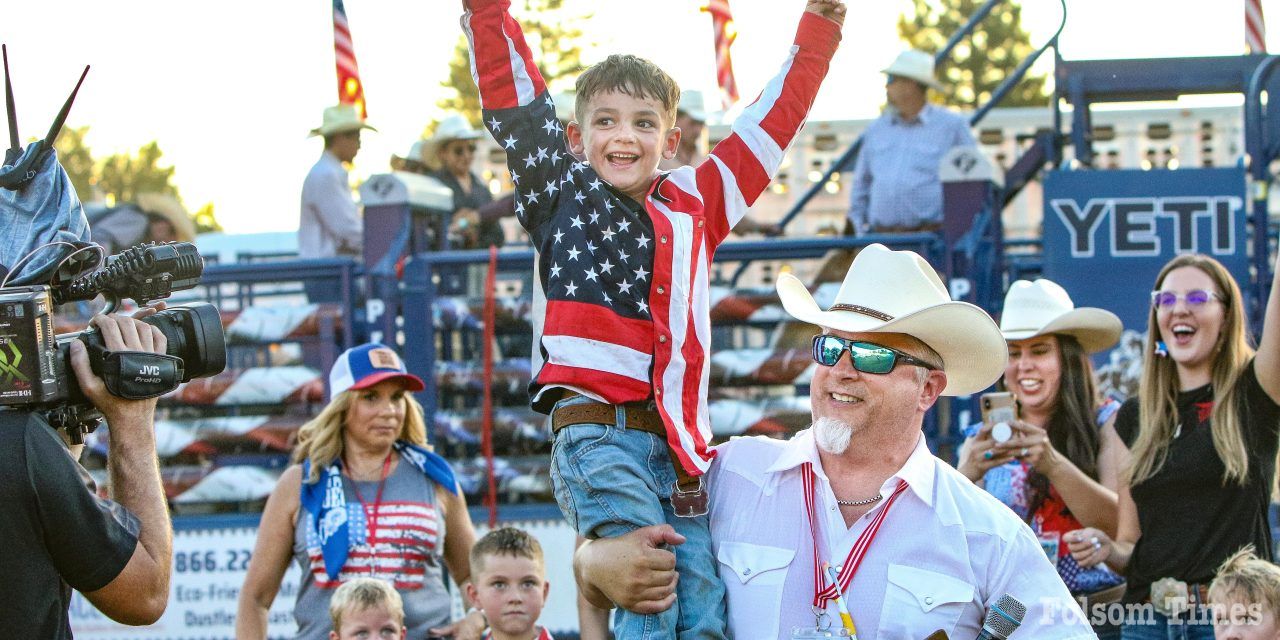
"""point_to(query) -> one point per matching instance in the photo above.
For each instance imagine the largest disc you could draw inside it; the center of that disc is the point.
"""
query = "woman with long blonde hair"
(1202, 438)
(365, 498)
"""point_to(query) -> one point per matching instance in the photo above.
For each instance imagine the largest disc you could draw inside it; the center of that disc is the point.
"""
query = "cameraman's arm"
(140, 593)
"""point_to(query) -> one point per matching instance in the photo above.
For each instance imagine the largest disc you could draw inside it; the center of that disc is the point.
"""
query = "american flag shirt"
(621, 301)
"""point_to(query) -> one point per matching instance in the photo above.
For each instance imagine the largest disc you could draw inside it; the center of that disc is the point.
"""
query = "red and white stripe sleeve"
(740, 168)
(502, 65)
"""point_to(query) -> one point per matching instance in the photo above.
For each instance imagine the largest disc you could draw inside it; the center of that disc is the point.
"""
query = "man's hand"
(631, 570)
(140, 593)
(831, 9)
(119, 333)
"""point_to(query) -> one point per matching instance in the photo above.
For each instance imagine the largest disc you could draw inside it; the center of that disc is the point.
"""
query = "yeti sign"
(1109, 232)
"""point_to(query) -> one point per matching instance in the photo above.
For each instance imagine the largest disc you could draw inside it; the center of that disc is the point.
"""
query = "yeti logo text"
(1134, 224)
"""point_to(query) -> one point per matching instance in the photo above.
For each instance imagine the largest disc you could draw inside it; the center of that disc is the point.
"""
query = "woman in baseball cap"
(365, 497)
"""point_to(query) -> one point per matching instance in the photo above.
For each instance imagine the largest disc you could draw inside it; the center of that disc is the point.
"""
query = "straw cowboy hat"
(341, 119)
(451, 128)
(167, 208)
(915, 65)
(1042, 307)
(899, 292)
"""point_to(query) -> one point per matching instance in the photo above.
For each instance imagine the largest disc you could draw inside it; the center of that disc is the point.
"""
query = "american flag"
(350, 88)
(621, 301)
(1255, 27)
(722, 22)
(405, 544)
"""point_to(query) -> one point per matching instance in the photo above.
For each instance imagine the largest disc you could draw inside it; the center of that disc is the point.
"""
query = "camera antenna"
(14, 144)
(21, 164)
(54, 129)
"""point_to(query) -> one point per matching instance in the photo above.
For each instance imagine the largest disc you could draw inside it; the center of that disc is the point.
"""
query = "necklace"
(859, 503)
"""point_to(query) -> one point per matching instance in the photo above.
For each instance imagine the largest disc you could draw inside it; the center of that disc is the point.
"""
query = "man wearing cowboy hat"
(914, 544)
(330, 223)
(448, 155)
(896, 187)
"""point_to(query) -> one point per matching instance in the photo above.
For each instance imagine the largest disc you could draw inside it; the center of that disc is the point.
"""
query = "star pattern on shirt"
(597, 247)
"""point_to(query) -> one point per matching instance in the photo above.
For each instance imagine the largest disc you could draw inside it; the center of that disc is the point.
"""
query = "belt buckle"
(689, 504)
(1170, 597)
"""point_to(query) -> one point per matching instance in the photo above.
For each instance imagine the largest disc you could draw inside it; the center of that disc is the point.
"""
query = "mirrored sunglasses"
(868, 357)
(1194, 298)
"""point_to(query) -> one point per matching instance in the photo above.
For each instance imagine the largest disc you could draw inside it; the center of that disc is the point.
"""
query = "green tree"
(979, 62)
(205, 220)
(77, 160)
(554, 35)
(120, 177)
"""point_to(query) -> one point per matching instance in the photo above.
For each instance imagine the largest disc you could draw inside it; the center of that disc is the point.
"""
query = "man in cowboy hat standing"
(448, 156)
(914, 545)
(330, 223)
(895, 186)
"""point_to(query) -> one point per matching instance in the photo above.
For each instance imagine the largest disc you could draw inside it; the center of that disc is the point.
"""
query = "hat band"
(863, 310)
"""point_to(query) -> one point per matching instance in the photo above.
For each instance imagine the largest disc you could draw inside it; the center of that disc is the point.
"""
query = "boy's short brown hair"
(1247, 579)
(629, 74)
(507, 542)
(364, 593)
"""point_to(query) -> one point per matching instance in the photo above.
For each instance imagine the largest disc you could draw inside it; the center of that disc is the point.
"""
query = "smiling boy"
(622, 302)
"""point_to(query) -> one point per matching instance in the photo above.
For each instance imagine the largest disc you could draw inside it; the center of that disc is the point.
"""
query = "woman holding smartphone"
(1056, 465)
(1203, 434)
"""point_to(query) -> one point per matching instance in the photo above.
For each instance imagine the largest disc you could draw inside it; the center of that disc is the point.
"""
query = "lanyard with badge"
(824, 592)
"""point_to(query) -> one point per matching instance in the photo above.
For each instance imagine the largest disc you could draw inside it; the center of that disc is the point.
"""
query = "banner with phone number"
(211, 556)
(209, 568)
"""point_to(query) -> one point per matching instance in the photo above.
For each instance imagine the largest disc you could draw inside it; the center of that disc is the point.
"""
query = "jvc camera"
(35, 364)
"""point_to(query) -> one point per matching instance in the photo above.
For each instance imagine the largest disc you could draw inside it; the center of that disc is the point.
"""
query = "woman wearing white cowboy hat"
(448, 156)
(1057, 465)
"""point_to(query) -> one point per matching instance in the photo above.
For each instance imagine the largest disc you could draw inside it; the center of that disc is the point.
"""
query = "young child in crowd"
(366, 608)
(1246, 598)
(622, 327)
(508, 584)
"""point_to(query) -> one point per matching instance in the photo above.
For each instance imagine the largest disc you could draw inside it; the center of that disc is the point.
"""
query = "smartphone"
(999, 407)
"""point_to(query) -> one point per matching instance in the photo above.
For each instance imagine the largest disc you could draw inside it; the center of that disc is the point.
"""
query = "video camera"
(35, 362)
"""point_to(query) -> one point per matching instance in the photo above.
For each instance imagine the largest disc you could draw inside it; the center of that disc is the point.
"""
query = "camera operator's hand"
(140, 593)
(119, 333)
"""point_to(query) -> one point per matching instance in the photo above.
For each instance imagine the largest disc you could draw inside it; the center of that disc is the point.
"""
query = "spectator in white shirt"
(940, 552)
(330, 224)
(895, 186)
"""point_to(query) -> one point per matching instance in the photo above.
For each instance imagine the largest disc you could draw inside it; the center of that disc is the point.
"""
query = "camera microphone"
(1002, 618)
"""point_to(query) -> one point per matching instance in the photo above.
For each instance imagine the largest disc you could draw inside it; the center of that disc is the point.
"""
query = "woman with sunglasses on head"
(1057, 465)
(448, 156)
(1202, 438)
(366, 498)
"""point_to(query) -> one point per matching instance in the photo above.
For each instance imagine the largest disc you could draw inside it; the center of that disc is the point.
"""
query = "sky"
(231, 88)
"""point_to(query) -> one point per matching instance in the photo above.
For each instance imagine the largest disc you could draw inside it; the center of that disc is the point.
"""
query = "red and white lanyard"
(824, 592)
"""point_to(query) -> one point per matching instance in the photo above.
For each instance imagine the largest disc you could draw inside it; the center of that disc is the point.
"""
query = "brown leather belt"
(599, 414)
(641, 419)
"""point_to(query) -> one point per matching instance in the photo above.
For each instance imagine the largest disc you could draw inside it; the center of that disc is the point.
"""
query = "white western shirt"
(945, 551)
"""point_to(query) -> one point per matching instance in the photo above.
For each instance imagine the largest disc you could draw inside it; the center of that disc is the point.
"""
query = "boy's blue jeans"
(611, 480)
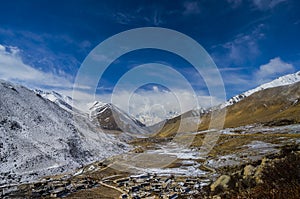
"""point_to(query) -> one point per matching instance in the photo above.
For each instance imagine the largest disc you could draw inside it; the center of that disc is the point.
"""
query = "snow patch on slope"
**********
Each record above must be returned exactly as written, with its pictures omitted.

◆ **OUTPUT FOR THIS EXERCISE**:
"""point_to(query) -> one point per matching instance in the photo above.
For each instance imagine the largest disc you could draw inside it; the center of that disc is the point.
"""
query = "woman with long blonde hair"
(1202, 438)
(365, 498)
"""point_to(query) -> one point per matching instance in the photo above.
For each instance imagine the largest disc you could draw inside it; the center of that disc is the point.
"""
query = "cameraman's arm"
(140, 593)
"""point_to(query) -> one point per matching instance in the photo above.
For each instance imagine the largest disc you could draw inside it; the center of that disc is the point.
"""
query = "american flag shirt"
(621, 301)
"""point_to(query) -> one point per matching instance in the photo above.
For each instance imagine the largest disc you could draw inside it; the center of that disc is the point.
"""
query = "red and white stripe sleeve"
(740, 168)
(502, 65)
"""point_to(query) -> one point per matching instance in the photo above.
For each instance imagine the largest disc you could draw inside it; the center of that disc is the point.
"""
query = "man's hand"
(631, 570)
(140, 593)
(831, 9)
(119, 333)
"""point_to(query) -> one point per matching instance in the photo above.
For each instance imagine the largest disc you could draw inside it; the center of that disc is the point.
"""
query = "yeti sign"
(1109, 232)
"""point_to(query) -> one point per matching instance in the photo above.
For each instance imagine the largest disc you could draw inside it; the center of that disc is the point.
"""
query = "yeti logo text"
(1134, 224)
"""point_to(query) -> one point per matching instance in the photo above.
For each instance imagine the largest disc you could draw inside it; the center of that disc is the point.
"""
query = "woman in baseball cap"
(365, 497)
"""point_to(query) -> one point per matching instance in the photo above.
For each instance imagine the largest disc you could draw inside it; the center of that disc is the point.
"""
query = "straw cowboy hat"
(341, 119)
(451, 128)
(167, 208)
(915, 65)
(1042, 307)
(899, 292)
"""point_to(query) -> one point per matching instance in the photo above.
For each instance imagine the largest disc you could draw inside it; the center of that disc is the point.
"""
query = "american flag"
(350, 88)
(621, 301)
(1255, 27)
(722, 22)
(405, 544)
"""point_to(query) -> one point per matching instance in the photo above.
For each instance imagine the largest disc you could draw inside it; the center of that disc is the point.
"""
query = "camera antenna"
(14, 144)
(21, 164)
(54, 129)
"""point_to(query) -> one point per matching instance in the photo above.
For each instance imagine the largest disc you could draw inside it; the center of that disc is the point.
"""
query = "necklace"
(859, 503)
"""point_to(query) -> one point per matching instance in the photo above.
For each instance imagine the largest disc you could draw inside it; the center of that disc is the point.
"""
query = "man wearing cowboy hat"
(914, 544)
(330, 223)
(448, 155)
(896, 187)
"""point_to(query) -> one point per matching instance in the photo above.
For each instance imagine the largest disc you could draw inside it; the center of that disc is the point.
"""
query = "star pattern on shirt"
(597, 247)
"""point_to(query) -> one point per matching instance in the photo above.
For each instance imagine the largest disc you could draw inside it; the center of that disc is the point.
"""
query = "belt buckle"
(689, 504)
(1170, 597)
"""point_to(query) -> one point per matching instance in the photo above.
For each instance imagine the largest disc you could draw inside it; the center of that disc is the point.
"""
query = "mirrored sunglasses"
(868, 357)
(1194, 298)
"""point_to(query) -> one point per matching instance in the photo above.
For each instance imagine the largest disc you could draw inside it; the center of that disc is the point.
"""
query = "green tree"
(979, 62)
(205, 220)
(77, 160)
(554, 35)
(120, 177)
"""point_to(query) -> one point per matching instance in the photo above.
For each instance imagine the largest disc you could draw inside it; the center of that disc is the point.
"""
query = "man in cowboy hat standing"
(448, 156)
(914, 545)
(330, 223)
(895, 186)
"""point_to(query) -> one point per matching instance in the photo above.
For each instance imagine the largest disc you could draw inside it; the center of that disc is the point.
"""
query = "hat band"
(863, 310)
"""point_to(query) -> one point per matching instance in the photo above.
For each instance imagine the largest disc you could draw inside it; the center of that disc is the point.
"""
query = "boy's short brown hair"
(1247, 579)
(629, 74)
(507, 542)
(364, 593)
"""point_to(query) -> one point per matching instance in the photo above.
For each instance imagine the largest disc you could draw inside it; the center of that disc is the point.
"""
query = "smiling boy"
(622, 302)
"""point_to(query) -> one point per matching instance in the photo above.
For each instance imagine the largest disc you could draw inside it; the center of that disc is the point.
"""
query = "woman holding smartphone"
(1056, 465)
(1203, 434)
"""point_to(query) -> one point per matching instance in the photo above.
For each instance imagine the largest disc you could draw inside it; the center of that disc is the point.
"""
query = "lanyard with badge"
(824, 592)
"""point_to(query) -> one point per matching instance in the photo above.
For each instance imagine the largest disc you could draw inside it; the center of that disc is the point.
"""
query = "banner with phone number"
(211, 556)
(209, 568)
"""point_to(query) -> one point per matching instance in the photo above.
For each instance imagine the largest disc you could draw inside it; the center of that disc is the point.
"""
query = "jvc camera"
(35, 364)
"""point_to(query) -> one point per matching instance in the photo above.
For each instance imagine the largest disc you could draw inside it; the center of that disc is the point.
"""
query = "woman wearing white cowboy hat"
(448, 156)
(1057, 465)
"""point_to(query) -> one point per matching instance in the photo above.
For each instance imagine the largest disc you could draw inside it; the center of that disc is the point.
"""
query = "young child in crowd"
(366, 608)
(1246, 598)
(622, 327)
(508, 584)
"""point_to(query) -> one point per matching instance in the photo above.
For each instance imagine the largest disc you could draw inside it; the center of that disc is the point.
"""
query = "smartphone"
(999, 407)
"""point_to(query) -> one point per matching instance in the photo above.
For each instance imagine the largest disc you could draw inside it; the center of that disc is the point.
"""
query = "video camera"
(35, 362)
"""point_to(query) -> one point per matching instance in the photo above.
For each instance imagine the largest disc you could draw inside it; the center of that disc is the point.
"""
query = "camera operator's hand"
(140, 593)
(119, 333)
"""point_to(query) -> one point per matching instance in the photo above.
For each instance imagine the largest disc you could draw inside it; the center of that disc is the point.
"""
query = "spectator in white shirt"
(940, 552)
(330, 224)
(895, 186)
"""point_to(query) -> one point per matching instance in the photo above.
For each instance imagine the largest disc you could draw inside it; the center of that disc is the point.
"""
query = "camera microphone"
(1002, 618)
"""point_to(query) -> one point per matching instance in the photo above.
For each instance imagine the largest disc you could draw inside it; the center of that disc is the point.
"""
query = "woman with sunglasses on head"
(1057, 465)
(448, 156)
(1202, 438)
(366, 498)
"""point_to(query) -> one point per matching instance in the photo above.
For each instance imagine the largest disc you could draw inside it; the center of that disc is the point.
"""
query = "sky"
(231, 88)
"""point_to(query) -> one point per matching instance in the photo above.
For each instance imagine the largest disc you could draw inside it; the center of that disc is the point.
"""
query = "red and white lanyard"
(824, 592)
"""point_to(query) -> one point per matching instance in the photo above.
For each instance imagine the largest disc you could draw inside it; the center of that disc is the point.
"""
query = "brown leather belt"
(599, 414)
(641, 419)
"""point_to(query) -> one point per matching instance in the photo above.
For each instance imagine the largest disc you could draw inside it; the center of that disc is the point.
"""
query = "white western shirt"
(945, 551)
"""point_to(query) -> one point per matching instance in the photo above.
For each instance imagine the largest disc you could draw inside it; the center of that disc is the point.
"""
query = "boy's blue jeans"
(611, 480)
"""point_to(query) -> one point per matching instance in the photo above.
For each instance imagine the largest disc you could draw inside it; the center of that disc is the point.
"""
query = "snow patch on slope"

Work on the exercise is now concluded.